Thanks. I appreciate it.


You wrote:

(A)
I don't mind repeating myself and explaining my point of view over and over again, but are you aware that you are not letting me have the same opportunity?

I'm not following your line of reasoning here. Not only did you have the opportunity to explain your point of view, you used it.

Sorry, it is my fault. The opportunity I meant was the opportunity to read your arguments.

(B)
You are simply telling me that I am wrong, but you don't explain me why my reading of that article is a mistake. No arguments, no explanations, no examples; I believe this is not fair to me.

I don't think your characterization is accurate. Your original statement was:
Genocides are usually linked to complete exterminations. We fail to realize that a group can be destroyed by other means as well. Take away their language and a group will be destroyed in no time. Force them to have a different identity, there will be no group left. What happened to Armenians is just one of the ways, but not the only way.

To that I replied:
(1)
You are applying the term "destroyed" to cultural traits rather than to the physical destruction of the individuals which belong to the group. This is different from the meaning of the term "destroy" used in the 1948 UN Convention on Genocide (my emphases), where the list of prohibited acts is exclusive, not exemplary

(2)
While your observation is correct as far as it goes, the term "physical destruction" applies to the group which consists of its members; not to the cultural traits of the group
(c) Deliberately inflicting on the group conditions of life calculated to bring about its physical destruction in whole or in part;

To me, this means the physical destruction of some or all of the members of the group, and has no application to folkways, customs or cultural traits.

(3)

- _DATA ROWS_

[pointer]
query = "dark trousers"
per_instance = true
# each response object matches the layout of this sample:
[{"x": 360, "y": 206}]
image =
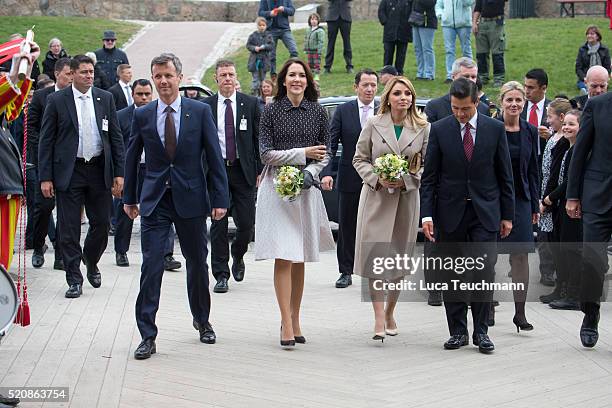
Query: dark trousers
[
  {"x": 124, "y": 224},
  {"x": 43, "y": 222},
  {"x": 471, "y": 231},
  {"x": 596, "y": 230},
  {"x": 348, "y": 203},
  {"x": 242, "y": 202},
  {"x": 345, "y": 32},
  {"x": 87, "y": 187},
  {"x": 399, "y": 49},
  {"x": 192, "y": 238}
]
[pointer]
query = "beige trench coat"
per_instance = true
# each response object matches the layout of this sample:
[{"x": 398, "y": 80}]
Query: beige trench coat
[{"x": 386, "y": 223}]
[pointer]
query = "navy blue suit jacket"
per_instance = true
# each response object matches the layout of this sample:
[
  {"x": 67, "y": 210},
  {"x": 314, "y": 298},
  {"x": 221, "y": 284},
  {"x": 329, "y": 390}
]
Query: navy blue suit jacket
[
  {"x": 448, "y": 178},
  {"x": 345, "y": 128},
  {"x": 196, "y": 142}
]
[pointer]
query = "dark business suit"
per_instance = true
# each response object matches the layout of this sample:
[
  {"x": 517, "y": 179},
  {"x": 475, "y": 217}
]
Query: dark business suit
[
  {"x": 123, "y": 230},
  {"x": 242, "y": 178},
  {"x": 119, "y": 96},
  {"x": 590, "y": 181},
  {"x": 440, "y": 108},
  {"x": 174, "y": 191},
  {"x": 77, "y": 182},
  {"x": 345, "y": 128},
  {"x": 467, "y": 201},
  {"x": 339, "y": 18},
  {"x": 43, "y": 207}
]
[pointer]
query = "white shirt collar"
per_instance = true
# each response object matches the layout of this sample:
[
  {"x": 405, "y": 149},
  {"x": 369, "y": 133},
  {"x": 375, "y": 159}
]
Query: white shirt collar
[
  {"x": 473, "y": 120},
  {"x": 360, "y": 104},
  {"x": 77, "y": 93},
  {"x": 161, "y": 106},
  {"x": 231, "y": 98}
]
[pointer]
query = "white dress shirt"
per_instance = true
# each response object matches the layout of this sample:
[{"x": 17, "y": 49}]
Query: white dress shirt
[
  {"x": 94, "y": 132},
  {"x": 539, "y": 110},
  {"x": 161, "y": 118},
  {"x": 473, "y": 121},
  {"x": 360, "y": 106},
  {"x": 221, "y": 122},
  {"x": 127, "y": 92}
]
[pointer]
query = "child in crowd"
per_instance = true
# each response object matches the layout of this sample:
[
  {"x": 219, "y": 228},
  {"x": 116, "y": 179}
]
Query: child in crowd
[
  {"x": 314, "y": 41},
  {"x": 569, "y": 229},
  {"x": 260, "y": 45}
]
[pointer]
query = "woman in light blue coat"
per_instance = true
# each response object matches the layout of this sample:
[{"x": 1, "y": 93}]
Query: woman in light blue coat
[{"x": 456, "y": 16}]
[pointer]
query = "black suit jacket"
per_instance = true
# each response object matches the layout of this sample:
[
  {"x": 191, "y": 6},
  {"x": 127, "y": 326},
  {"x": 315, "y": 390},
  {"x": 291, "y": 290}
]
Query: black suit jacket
[
  {"x": 36, "y": 112},
  {"x": 448, "y": 178},
  {"x": 590, "y": 175},
  {"x": 543, "y": 122},
  {"x": 247, "y": 141},
  {"x": 339, "y": 9},
  {"x": 59, "y": 138},
  {"x": 345, "y": 128},
  {"x": 118, "y": 96},
  {"x": 440, "y": 108}
]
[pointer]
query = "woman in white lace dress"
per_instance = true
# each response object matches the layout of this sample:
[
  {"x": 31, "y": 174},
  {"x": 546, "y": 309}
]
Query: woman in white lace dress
[{"x": 293, "y": 131}]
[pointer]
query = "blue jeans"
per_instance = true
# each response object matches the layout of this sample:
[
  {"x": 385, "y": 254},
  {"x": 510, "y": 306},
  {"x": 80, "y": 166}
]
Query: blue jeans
[
  {"x": 423, "y": 49},
  {"x": 287, "y": 38},
  {"x": 450, "y": 36}
]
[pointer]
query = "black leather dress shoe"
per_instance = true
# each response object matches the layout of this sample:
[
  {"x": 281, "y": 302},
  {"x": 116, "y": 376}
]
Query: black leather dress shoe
[
  {"x": 344, "y": 281},
  {"x": 207, "y": 334},
  {"x": 6, "y": 401},
  {"x": 238, "y": 269},
  {"x": 435, "y": 298},
  {"x": 171, "y": 264},
  {"x": 221, "y": 286},
  {"x": 93, "y": 274},
  {"x": 456, "y": 341},
  {"x": 74, "y": 291},
  {"x": 145, "y": 349},
  {"x": 484, "y": 343},
  {"x": 589, "y": 333},
  {"x": 121, "y": 259},
  {"x": 58, "y": 265},
  {"x": 38, "y": 259}
]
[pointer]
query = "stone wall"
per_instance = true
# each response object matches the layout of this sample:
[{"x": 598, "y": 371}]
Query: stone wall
[{"x": 193, "y": 10}]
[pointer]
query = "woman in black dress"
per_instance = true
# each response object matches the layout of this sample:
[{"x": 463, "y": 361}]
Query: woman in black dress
[{"x": 522, "y": 144}]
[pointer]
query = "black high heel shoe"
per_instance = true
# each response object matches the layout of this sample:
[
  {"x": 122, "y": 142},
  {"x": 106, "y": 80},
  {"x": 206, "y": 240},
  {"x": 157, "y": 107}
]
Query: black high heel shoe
[
  {"x": 521, "y": 324},
  {"x": 286, "y": 343}
]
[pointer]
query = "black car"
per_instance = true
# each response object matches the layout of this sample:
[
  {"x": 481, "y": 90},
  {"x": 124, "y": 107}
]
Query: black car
[{"x": 330, "y": 104}]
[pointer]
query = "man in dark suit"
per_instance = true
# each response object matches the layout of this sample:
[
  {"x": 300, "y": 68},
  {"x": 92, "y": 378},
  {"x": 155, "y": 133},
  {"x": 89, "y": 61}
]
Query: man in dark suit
[
  {"x": 534, "y": 112},
  {"x": 347, "y": 122},
  {"x": 80, "y": 158},
  {"x": 236, "y": 116},
  {"x": 467, "y": 192},
  {"x": 43, "y": 207},
  {"x": 339, "y": 18},
  {"x": 596, "y": 81},
  {"x": 142, "y": 93},
  {"x": 122, "y": 91},
  {"x": 177, "y": 135},
  {"x": 588, "y": 196},
  {"x": 440, "y": 108}
]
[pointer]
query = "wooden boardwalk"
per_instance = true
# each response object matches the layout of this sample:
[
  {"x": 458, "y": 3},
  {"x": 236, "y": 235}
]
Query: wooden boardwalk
[{"x": 87, "y": 344}]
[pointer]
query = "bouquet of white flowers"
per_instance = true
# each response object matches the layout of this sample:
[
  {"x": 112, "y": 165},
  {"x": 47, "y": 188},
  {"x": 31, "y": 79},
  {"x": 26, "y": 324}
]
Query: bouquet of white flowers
[
  {"x": 391, "y": 167},
  {"x": 288, "y": 182}
]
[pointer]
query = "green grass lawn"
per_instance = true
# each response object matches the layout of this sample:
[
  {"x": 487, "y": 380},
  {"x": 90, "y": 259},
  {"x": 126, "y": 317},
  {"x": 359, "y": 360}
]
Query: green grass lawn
[
  {"x": 551, "y": 44},
  {"x": 78, "y": 34}
]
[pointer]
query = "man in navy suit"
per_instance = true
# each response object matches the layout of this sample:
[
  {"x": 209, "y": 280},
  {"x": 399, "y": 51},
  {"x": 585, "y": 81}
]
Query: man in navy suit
[
  {"x": 80, "y": 157},
  {"x": 467, "y": 192},
  {"x": 346, "y": 125},
  {"x": 177, "y": 135}
]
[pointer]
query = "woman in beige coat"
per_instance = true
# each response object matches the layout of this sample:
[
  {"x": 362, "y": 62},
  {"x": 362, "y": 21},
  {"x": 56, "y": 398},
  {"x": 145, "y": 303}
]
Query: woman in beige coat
[{"x": 387, "y": 223}]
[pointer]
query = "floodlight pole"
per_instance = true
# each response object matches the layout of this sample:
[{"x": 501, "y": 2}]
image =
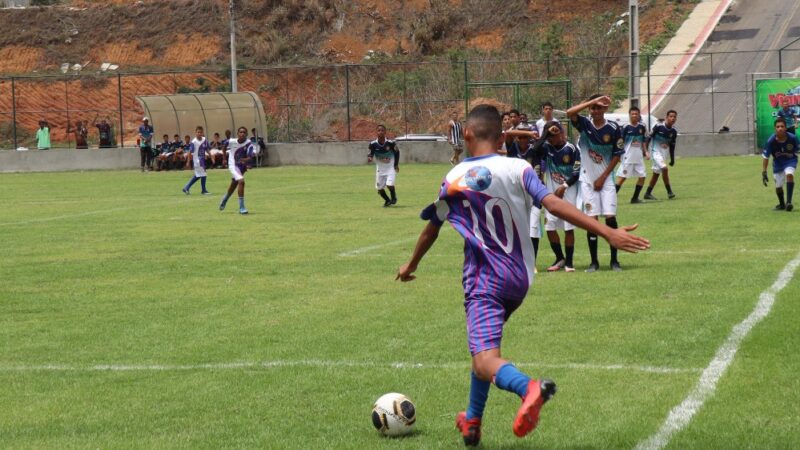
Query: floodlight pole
[
  {"x": 635, "y": 73},
  {"x": 234, "y": 86}
]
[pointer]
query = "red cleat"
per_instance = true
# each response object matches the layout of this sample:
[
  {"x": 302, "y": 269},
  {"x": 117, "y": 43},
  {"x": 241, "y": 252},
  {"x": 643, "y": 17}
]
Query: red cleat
[
  {"x": 470, "y": 429},
  {"x": 527, "y": 418}
]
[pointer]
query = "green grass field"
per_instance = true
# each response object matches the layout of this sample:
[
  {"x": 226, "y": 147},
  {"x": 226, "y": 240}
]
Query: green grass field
[{"x": 134, "y": 316}]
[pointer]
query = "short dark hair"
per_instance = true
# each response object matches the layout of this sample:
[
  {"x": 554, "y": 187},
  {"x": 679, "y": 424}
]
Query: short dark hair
[{"x": 485, "y": 122}]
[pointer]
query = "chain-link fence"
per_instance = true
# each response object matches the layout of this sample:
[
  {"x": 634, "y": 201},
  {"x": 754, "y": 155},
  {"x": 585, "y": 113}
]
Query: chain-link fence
[{"x": 345, "y": 102}]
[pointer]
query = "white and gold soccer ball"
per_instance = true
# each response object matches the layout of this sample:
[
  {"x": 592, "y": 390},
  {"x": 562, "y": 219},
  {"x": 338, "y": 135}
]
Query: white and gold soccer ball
[{"x": 394, "y": 414}]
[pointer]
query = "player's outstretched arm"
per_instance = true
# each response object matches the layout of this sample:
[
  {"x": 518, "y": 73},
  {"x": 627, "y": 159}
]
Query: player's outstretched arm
[
  {"x": 426, "y": 240},
  {"x": 618, "y": 237}
]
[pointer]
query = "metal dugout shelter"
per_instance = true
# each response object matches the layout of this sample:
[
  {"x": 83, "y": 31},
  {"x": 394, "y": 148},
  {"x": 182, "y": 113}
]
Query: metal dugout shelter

- _WRITTEN TASK_
In the genocide debate:
1. What opportunity does the writer say they meant after saying "Sorry, it is my fault"?
2. In the original statement, what can be taken away so that "a group will be destroyed in no time"?
3. Which document is cited for the meaning of the term "destroy"?
Rely only on the genocide debate, not the entries.

- _EXERCISE RESPONSE_
1. The opportunity to read the other person's arguments.
2. Their language.
3. The 1948 UN Convention on Genocide.